* The problem
Starting from the line that contains "Can you spot the street", reproduce each line exactly through the end of the material, and include no other lines.
***** Records shown
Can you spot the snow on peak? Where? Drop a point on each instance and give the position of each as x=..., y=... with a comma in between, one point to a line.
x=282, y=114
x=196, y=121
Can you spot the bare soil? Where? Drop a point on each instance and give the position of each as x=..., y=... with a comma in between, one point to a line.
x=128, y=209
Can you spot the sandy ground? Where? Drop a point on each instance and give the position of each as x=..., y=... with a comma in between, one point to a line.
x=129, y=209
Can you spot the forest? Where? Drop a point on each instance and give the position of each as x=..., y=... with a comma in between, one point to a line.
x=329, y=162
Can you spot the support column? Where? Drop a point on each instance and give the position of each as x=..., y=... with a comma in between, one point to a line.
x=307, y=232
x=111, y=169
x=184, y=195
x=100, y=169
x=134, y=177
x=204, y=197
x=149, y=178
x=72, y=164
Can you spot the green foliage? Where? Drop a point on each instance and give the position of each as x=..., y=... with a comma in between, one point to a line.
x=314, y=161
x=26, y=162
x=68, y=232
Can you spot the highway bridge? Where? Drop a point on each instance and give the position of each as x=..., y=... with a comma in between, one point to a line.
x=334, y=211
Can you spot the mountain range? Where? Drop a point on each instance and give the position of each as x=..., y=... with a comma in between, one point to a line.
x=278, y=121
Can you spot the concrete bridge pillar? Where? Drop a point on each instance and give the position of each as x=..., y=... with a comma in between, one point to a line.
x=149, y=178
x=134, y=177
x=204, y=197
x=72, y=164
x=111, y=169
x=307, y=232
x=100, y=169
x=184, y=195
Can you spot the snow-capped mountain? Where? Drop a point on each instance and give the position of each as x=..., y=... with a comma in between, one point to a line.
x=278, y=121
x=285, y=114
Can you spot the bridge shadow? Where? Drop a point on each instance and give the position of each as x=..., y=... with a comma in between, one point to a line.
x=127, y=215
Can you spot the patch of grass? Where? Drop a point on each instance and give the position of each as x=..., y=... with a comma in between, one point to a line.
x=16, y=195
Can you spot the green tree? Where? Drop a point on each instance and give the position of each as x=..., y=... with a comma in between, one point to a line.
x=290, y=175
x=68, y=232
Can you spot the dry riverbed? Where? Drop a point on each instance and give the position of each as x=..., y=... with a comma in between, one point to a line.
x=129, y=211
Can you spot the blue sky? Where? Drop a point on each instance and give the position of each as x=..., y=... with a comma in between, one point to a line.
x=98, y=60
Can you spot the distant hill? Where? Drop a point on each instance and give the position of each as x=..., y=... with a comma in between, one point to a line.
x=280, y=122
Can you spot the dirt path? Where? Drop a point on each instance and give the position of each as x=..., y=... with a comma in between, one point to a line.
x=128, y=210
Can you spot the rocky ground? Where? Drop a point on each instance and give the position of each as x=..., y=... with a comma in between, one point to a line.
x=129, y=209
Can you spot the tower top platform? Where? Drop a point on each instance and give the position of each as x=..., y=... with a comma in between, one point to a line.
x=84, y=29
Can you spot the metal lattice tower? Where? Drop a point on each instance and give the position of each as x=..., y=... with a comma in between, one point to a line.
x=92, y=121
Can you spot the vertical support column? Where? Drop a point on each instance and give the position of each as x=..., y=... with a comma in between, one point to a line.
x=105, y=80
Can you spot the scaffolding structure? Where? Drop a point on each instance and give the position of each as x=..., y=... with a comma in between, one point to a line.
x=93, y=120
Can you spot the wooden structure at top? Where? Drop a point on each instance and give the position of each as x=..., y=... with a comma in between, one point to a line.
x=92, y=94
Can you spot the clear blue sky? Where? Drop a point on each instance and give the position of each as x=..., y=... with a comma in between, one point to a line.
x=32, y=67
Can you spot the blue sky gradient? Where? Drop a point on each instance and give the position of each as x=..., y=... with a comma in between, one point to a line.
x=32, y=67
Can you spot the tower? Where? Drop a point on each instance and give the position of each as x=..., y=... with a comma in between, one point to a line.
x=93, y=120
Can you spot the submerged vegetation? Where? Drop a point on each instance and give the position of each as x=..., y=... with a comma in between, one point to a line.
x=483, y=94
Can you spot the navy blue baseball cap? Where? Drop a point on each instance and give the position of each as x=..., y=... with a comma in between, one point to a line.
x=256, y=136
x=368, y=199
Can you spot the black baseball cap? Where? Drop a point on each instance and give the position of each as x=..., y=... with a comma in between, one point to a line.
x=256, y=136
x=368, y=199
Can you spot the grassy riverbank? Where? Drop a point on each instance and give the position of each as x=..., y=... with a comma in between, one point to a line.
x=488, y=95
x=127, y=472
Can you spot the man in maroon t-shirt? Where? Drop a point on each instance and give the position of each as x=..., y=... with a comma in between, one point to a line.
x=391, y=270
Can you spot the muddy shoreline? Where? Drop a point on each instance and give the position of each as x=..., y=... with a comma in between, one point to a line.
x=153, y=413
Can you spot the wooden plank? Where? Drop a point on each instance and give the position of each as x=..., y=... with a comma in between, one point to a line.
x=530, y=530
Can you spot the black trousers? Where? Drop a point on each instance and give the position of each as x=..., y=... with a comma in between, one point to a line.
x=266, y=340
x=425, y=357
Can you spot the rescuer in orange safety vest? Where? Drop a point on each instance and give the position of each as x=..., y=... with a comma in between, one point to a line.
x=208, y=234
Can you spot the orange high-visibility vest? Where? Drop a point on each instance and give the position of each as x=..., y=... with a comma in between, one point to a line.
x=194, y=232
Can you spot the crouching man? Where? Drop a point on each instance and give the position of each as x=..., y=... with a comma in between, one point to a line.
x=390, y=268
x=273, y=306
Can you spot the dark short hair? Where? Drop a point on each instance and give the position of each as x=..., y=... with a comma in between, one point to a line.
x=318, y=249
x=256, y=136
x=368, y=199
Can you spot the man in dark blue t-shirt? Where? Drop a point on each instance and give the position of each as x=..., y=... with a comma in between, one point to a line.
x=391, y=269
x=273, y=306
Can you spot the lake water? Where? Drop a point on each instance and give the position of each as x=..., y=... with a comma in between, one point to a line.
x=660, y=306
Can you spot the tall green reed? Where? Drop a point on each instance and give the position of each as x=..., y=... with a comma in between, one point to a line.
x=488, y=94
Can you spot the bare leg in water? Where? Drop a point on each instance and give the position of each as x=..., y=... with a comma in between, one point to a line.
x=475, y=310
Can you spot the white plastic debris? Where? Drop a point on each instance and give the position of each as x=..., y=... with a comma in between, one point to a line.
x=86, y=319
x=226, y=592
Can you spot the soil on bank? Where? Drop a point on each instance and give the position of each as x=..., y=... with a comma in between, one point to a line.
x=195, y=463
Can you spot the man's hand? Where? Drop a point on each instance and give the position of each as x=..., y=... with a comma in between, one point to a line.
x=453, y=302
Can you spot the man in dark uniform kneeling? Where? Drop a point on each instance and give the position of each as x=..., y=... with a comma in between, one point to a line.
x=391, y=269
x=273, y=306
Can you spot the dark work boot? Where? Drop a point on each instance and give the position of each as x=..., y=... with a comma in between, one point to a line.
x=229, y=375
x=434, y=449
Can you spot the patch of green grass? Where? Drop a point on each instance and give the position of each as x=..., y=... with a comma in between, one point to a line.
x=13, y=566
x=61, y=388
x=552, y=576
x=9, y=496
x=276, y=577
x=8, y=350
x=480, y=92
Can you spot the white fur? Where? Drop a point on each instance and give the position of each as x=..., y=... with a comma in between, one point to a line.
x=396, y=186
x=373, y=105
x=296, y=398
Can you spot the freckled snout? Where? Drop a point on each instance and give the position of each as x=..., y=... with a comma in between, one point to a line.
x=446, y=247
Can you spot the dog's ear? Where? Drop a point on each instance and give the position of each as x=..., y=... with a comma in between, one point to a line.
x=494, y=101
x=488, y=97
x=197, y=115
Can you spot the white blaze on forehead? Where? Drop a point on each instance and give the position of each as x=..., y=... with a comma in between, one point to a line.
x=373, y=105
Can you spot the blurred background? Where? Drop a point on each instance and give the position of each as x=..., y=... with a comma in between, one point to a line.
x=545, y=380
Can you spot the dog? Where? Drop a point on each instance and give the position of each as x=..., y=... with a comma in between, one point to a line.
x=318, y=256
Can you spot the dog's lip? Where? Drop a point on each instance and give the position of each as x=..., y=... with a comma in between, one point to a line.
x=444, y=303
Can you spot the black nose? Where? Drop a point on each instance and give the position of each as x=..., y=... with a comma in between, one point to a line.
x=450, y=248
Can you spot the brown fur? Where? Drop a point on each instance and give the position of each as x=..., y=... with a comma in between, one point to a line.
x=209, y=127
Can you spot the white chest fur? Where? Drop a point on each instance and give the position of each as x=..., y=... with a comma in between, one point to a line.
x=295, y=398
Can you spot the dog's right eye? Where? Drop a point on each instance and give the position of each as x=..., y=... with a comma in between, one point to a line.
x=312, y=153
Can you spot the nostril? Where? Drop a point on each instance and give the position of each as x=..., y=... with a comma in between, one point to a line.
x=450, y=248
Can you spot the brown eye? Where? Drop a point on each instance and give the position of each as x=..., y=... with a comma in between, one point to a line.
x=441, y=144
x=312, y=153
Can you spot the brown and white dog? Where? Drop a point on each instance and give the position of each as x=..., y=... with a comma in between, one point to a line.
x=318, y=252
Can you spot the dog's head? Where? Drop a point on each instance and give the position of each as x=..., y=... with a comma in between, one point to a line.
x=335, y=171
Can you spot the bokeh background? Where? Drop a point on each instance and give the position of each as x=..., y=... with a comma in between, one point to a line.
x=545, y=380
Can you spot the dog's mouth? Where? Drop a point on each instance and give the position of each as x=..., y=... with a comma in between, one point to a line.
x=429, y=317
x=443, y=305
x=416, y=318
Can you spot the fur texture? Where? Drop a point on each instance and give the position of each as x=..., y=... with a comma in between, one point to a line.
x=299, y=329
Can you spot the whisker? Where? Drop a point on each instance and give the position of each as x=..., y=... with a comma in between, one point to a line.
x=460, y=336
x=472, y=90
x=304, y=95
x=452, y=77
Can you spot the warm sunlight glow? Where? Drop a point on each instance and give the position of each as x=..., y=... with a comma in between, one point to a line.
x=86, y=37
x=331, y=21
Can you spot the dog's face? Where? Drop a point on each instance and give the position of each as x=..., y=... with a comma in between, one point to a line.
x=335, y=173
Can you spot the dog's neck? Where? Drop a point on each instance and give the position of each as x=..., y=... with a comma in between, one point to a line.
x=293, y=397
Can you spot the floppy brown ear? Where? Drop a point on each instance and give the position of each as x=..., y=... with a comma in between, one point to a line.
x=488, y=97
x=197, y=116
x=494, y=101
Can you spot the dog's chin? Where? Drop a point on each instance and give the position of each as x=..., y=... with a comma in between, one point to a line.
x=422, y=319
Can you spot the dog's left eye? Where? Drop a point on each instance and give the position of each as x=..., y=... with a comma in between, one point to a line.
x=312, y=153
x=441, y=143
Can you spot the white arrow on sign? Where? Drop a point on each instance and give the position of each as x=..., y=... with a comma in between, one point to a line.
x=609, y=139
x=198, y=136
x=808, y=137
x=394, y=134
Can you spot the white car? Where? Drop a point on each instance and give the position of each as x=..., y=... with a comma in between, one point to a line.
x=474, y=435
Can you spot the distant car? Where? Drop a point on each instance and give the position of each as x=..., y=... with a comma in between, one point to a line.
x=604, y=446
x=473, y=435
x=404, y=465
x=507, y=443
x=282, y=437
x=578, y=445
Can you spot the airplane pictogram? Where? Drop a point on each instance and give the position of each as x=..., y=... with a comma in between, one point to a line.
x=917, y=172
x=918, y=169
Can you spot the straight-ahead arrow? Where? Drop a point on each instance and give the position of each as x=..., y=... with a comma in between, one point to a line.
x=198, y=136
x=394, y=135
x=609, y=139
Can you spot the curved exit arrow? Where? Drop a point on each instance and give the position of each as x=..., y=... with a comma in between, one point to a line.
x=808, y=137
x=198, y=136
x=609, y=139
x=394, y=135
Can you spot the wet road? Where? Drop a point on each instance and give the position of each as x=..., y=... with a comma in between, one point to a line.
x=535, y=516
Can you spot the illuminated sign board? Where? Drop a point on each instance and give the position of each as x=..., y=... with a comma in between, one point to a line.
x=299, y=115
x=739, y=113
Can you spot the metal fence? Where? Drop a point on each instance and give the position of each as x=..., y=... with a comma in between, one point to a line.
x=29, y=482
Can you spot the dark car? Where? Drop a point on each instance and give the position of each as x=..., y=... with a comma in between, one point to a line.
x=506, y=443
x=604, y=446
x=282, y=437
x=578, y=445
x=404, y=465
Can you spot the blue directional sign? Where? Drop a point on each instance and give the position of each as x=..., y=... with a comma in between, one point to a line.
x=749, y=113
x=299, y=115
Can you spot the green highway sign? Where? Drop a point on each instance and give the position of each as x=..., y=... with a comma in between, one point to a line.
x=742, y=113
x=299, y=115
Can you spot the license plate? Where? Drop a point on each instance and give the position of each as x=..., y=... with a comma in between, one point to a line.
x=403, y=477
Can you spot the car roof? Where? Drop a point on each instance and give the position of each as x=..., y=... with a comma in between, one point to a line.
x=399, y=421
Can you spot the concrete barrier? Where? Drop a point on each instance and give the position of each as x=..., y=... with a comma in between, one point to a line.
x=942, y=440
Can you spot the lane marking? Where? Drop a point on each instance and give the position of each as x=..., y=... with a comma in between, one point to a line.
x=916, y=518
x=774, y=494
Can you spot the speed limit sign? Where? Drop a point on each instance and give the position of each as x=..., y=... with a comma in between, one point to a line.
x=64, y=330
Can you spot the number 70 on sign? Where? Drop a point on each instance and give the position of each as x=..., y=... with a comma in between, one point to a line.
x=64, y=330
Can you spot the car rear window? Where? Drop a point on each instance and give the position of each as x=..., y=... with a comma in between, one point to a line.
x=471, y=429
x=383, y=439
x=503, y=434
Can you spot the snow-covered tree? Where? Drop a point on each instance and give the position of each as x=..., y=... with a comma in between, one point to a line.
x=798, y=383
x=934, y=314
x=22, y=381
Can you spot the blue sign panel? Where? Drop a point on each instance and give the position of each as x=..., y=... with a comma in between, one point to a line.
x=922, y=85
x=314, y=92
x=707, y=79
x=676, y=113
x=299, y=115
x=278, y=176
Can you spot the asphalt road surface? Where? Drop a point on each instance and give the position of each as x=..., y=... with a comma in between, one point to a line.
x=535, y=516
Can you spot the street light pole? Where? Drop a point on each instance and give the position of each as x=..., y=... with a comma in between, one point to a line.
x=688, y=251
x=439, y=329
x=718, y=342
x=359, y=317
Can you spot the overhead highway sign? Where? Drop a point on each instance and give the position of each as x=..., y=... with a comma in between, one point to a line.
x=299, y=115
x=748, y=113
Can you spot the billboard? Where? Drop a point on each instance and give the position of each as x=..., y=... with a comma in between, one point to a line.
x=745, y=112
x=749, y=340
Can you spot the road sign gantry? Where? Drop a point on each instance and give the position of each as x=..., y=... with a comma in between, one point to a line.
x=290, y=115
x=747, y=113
**********
* Answer for this exercise
Can you spot the street light pole? Where? Drop a point on each instance and give the position of each as x=..., y=... with a comma in between, one point to a line.
x=688, y=251
x=439, y=329
x=718, y=342
x=359, y=317
Can you spot the overhead highway sign? Where? Drop a point on each instance and give the position of each as x=..., y=... with a comma in between, one point to a line.
x=299, y=115
x=748, y=113
Can you spot the billboard? Where? Drop a point on each instance and give the position of each as x=..., y=... with a comma in between, one point to a line.
x=745, y=112
x=749, y=340
Can you spot the road sign gantry? Where? Drop a point on each instance and give the position of each as x=..., y=... with a comma in between, one point to a line.
x=290, y=115
x=747, y=113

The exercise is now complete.